Page -
◇ ◇ ◇

If the determination made in step S110 is affirmative, namely if the load-adapted injection quantity S0 is larger than the predetermined first injection quantity S1 and equal to or smaller than the predetermined second injection quantity S2, the engine load of the internal combustion 1 is in a middle load range R7 (see FIG. 5). In this case, the process proceeds to steps S111 and S112. In step S111, the pre-injection quantity Sp is determined using the control map represented by line L30 in graph (a) of FIG. 5, and in step S112, the pre-injection time Tp is determined using the control map represented by line L33 in graph (b) of FIG. 5. Specifically, in the middle load range R7, the load-adapted injection quantity S0 is larger than the predetermined first injection quantity S1, and therefore it is necessary to reduce the generation of smoke resulting from interference of the unburned residue of the pre-injected fuel and the main-injected fuel. Therefore, as described before, the pre-injection time Tp is advanced further, in addition to the advancement made together with the advancement of the main injection time Tm by the same amount, in response to increases in the engine load (i.e. increases in the load-adapted injection quantity S0) in order to reduce the generation of smoke. The pre-injection time Tp may be set appropriately taking into consideration the balance between the thermal efficiency and the amount of generated smoke. Thus, it is possible to reduce the generation of smoke without sacrificing the thermal efficiency of the internal combustion engine 1 by increasing the pre-injection quantity Sp in accordance with an increase in the amount of advancement of the pre-injection time Tp as represented by line L30, thereby increasing the unburned residue of the pre-injected fuel and burning it with the main-injected fuel.

◇ ◇ ◇

Available data -
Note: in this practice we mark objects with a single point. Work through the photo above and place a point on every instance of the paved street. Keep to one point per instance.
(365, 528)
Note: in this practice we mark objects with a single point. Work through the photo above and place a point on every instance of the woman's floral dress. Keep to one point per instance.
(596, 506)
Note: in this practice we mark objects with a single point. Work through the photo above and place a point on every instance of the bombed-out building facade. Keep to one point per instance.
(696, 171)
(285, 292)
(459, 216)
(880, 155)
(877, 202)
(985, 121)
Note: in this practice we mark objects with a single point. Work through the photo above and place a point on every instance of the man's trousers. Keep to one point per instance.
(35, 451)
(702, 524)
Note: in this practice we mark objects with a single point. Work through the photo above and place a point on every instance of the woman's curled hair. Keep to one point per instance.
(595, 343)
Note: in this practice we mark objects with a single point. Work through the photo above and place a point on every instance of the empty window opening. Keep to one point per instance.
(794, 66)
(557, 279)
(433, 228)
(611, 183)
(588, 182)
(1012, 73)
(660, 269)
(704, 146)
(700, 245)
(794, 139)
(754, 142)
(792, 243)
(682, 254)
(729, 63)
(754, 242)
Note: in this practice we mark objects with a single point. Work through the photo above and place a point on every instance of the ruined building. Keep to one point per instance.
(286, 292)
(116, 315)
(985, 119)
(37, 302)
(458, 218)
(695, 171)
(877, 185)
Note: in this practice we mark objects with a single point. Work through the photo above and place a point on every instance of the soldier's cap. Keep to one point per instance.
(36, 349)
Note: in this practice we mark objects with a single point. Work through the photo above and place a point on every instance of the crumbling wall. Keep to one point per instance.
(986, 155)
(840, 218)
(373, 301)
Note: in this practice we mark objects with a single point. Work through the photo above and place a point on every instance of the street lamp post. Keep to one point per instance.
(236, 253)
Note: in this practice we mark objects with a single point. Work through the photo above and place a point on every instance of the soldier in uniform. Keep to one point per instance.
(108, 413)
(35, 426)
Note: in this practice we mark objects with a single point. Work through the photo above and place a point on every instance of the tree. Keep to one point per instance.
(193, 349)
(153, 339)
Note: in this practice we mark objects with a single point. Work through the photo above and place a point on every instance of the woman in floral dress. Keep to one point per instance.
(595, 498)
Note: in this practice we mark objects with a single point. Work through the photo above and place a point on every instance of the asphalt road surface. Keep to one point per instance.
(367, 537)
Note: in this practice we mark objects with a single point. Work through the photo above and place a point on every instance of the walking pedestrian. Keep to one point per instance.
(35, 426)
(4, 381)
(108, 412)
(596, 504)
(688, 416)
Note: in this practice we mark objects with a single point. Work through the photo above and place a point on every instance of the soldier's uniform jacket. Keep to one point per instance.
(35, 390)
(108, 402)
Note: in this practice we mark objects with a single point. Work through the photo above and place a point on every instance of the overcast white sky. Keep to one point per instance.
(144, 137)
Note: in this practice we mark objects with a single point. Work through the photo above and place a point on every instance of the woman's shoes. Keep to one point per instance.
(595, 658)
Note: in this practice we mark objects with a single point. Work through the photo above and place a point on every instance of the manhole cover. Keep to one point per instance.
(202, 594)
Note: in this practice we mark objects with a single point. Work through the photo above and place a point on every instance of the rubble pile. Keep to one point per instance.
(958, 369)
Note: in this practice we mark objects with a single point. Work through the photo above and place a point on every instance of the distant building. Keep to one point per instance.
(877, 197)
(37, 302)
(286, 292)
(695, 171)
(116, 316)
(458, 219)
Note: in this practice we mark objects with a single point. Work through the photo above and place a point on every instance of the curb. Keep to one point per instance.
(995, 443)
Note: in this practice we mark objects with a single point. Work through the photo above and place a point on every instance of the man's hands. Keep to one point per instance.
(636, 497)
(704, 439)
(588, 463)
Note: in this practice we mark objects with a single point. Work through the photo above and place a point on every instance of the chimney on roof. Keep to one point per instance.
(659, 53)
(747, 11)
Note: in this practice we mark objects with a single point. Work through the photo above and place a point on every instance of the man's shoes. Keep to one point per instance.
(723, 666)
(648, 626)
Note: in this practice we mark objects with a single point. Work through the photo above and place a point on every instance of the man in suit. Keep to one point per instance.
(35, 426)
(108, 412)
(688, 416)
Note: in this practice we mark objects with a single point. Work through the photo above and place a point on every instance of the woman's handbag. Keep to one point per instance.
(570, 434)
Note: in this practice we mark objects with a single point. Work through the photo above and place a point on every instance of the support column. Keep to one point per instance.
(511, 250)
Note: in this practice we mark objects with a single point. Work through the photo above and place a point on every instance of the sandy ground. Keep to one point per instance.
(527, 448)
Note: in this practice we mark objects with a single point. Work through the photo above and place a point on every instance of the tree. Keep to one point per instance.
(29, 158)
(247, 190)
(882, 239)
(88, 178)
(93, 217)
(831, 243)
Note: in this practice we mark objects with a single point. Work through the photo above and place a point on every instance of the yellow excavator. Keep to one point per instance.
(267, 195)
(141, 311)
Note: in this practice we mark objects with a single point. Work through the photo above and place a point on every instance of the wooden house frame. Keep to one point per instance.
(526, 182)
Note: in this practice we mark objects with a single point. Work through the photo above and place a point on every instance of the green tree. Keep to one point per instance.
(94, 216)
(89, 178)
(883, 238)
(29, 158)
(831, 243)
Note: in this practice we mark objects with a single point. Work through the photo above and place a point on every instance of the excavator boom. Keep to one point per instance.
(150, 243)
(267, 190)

◇ ◇ ◇

Exercises to complete -
[1] Can you edit the entries from the line containing "frame. Keep to one point per instance." down to the last one, replacing "green tree" with "leafy tree" and leaving everything else unchanged?
[2] Could you pick up the passage on pre-injection control after its last sentence and continue it?

Response list -
[1]
Note: in this practice we mark objects with a single point. Work through the photo above and place a point on every instance of the wooden house frame. Keep to one point per instance.
(526, 182)
Note: in this practice we mark objects with a single point. Work through the photo above and place a point on every instance of the leafy tree. Keep to one point per instance.
(94, 216)
(89, 178)
(883, 238)
(29, 158)
(831, 243)
Note: in this practice we mark objects with a single point. Work through the photo above and place a point on every instance of the excavator boom. Keep to one point per instance.
(150, 243)
(267, 190)

[2]
Then in step S113, the ignition time Ts is determined using the control map represented by line L34 in graph (b) of FIG. 5. Specifically, the amount of advancement of the ignition time Ts is increased by an amount same as the increase in the amount of advancement of the pre-ignition time Tp determined in step S112 in response to the increase in the engine load. In other words, in the middle load range R7, the ignition time Ts is advanced in response to the increase in the engine load with the ignition interval Ds being kept constant. After the completion of the processing in step S113, the process proceeds to step S114.

In step S114, the main injection quantity Sm is determined using the control map represented by line L31 in graph (a) of FIG. 5. In the middle load range R7 also, as with in the low load range R6, the relationship between the engine load and the main injection quantity Sm represented by line L31 follows the above-mentioned equation 1. Therefore, the main injection quantity Sm can be determined taking into account characteristics of the combustion control according to the present invention, as with in the processing of step S108. In the middle load range R7, since the pre-injection quantity Sp is increased with an increase in the engine load, the increase rate of the main injection quantity Sm (i.e. the rate of increase in the main injection quantity Sm relative to the increase in the engine load) in the middle load range R7 is smaller than the increase rate of the main injection quantity Sm in the low load range R6. After the completion of the processing of step S114, the process proceeds to step S130.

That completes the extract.